(Pointing data excerpts)
····················

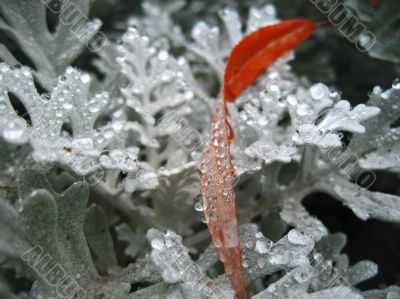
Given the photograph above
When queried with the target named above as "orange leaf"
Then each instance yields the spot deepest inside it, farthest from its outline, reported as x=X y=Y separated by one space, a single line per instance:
x=258 y=50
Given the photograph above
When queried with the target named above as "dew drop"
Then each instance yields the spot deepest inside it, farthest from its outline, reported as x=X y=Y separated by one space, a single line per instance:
x=198 y=203
x=157 y=244
x=319 y=91
x=67 y=106
x=296 y=236
x=261 y=246
x=85 y=78
x=396 y=83
x=163 y=55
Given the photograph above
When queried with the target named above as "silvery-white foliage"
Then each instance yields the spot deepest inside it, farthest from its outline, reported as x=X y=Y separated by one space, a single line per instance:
x=158 y=21
x=50 y=52
x=140 y=132
x=379 y=148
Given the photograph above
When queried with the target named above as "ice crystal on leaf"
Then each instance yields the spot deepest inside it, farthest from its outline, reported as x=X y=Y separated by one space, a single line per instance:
x=50 y=52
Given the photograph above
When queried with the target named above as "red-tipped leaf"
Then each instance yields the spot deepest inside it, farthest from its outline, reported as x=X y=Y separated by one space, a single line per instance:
x=258 y=50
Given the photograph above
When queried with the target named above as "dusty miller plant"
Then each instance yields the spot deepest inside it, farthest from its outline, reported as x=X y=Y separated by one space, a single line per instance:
x=98 y=174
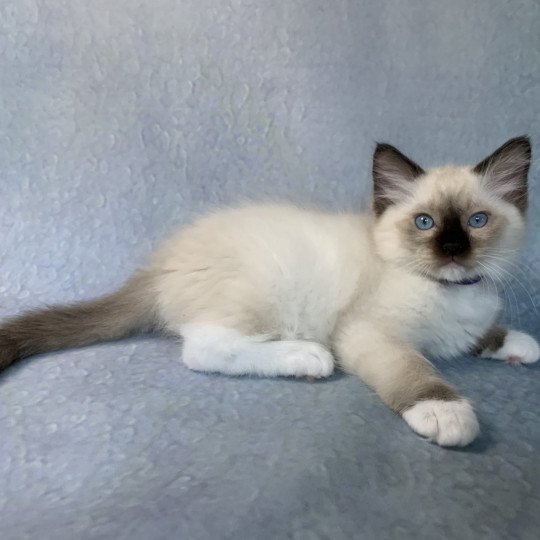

····················

What the exercise asks :: Pick out each line in the items above that contains the word "queried" and copy it in full.

Answer ::
When queried with the target named above as "orange leaf"
When queried with the target named above as "dew drop"
When queried with the target named above as "silvery-white foliage"
When queried with the target named above as "ice crystal on leaf"
When queried with the target named above as "red-tipped leaf"
When queried with the target named above as "dusty miller plant"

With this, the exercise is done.